## [Consignes]
Dans le texte sur la collégiale Saint-Mexme, en quelle année l'édifice s'effondre-t-il partiellement, s'il vous plaît ?

## [Texte fourni]
+ + +

PATRIMOINE
Coup de chance, la météo maussade avait décidé de faire un effort pour ce week-end du patrimoine.
Je me suis donc rendue, à pieds en bas de Chinon, pour apprendre à mieux connaitre un des fleurons de notre ville : la collégiale Saint-Mexme.
Une collégiale est une église desservie par un collège de chanoines, religieux astreints à la prière en commun, mais vivant de façon indépendante dans des maisons particulières, dont nous découvrirons plusieurs exemplaires au cours d'une promenade commentée sur le thème des cours et jardins des maisons canoniales.
Saint Mexme était un disciple de Saint-Martin, et a fondé à cet emplacement un monastère. L'église construite ensuite est un bel exemple du premier art roman en Touraine. Transformée en collégiale vers l'an mil, elle est reconstruite selon le modèle des basiliques romaines et régulièrement agrandie avec notamment un massif occidental comportant un narthex et deux tours reprises au XV° (à droite sur la gravure).
Désaffectée à la Révolution, elle s'effondre partiellement en 1817 perdant son gros clocher. Après travaux, une école y est installée jusqu'au début des années 80. Puis la restauration des bâtiments est entreprise. Les découvertes archéologiques font prendre la décision de conserver les monuments restants et de les transformer en centre culturel.
La collégiale aujourd'hui, réduite au massif occidental.
La façade romane, mutilée à la révolution portait un riche décor sculpté.
Subsistent quelques décors d'entrelacs et de végétaux (en haut à droite).
En franchissant la porte entre les tours, nous entrons dans le narthex et nous trouvons face au portail du XII° fermant la nef.
Le narthex est doté d'une voûte en plein cintre et ses murs sont rythmés par des arcatures.
Des sculptures sont à nouveau visibles ainsi qu'un moule à cloche, caché, lui sous ce plancher.
A droite, la chapelle sud conserve un superbe décor peint du XV°. A chaque phase de construction, les fresques ont été repeintes.
Ici, une fontaine de pitié, thème rare symbolisant l'universalité du message chrétien.
Là, un jugement dernier. Je trouve que ce diable n'a pas l'air très heureux de remplir son office ! Ce décor a été exécuté fin XV° après la reconstruction complète de la tour sud et restauré après 1853.
Un escalier XVIII° permet d'accéder à l'étage et d'admirer les vestiges de décor peints à la détrempe aux XII° et XIII° siècles dans la tour nord.
Dans la tribune, la première façade de Saint-Mexme (an mil) s'est retrouvée englobée dans les murs de la nef. Elle porte des peintures du XIII° siècle.
Un bas-relief de la crucifixion montre les débuts de la sculpture dans l'art Roman.
Les vitraux sans plomb ont été posés en 2006 et réalisés d'après des cartons d'Olivier Debré.

+ + +

## [Données enregistrées]

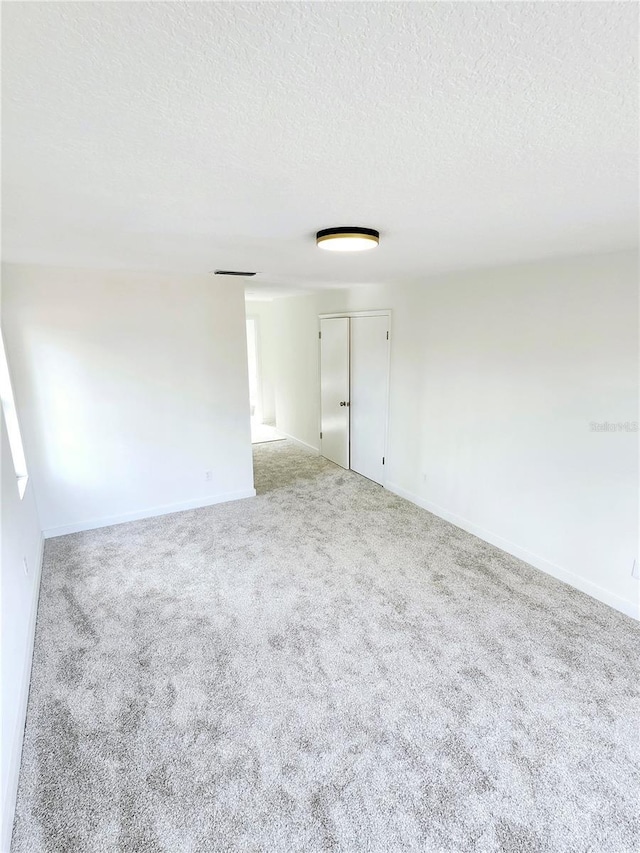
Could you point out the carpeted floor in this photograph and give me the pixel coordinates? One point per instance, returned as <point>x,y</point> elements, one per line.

+ + +

## [La réponse]
En 1817.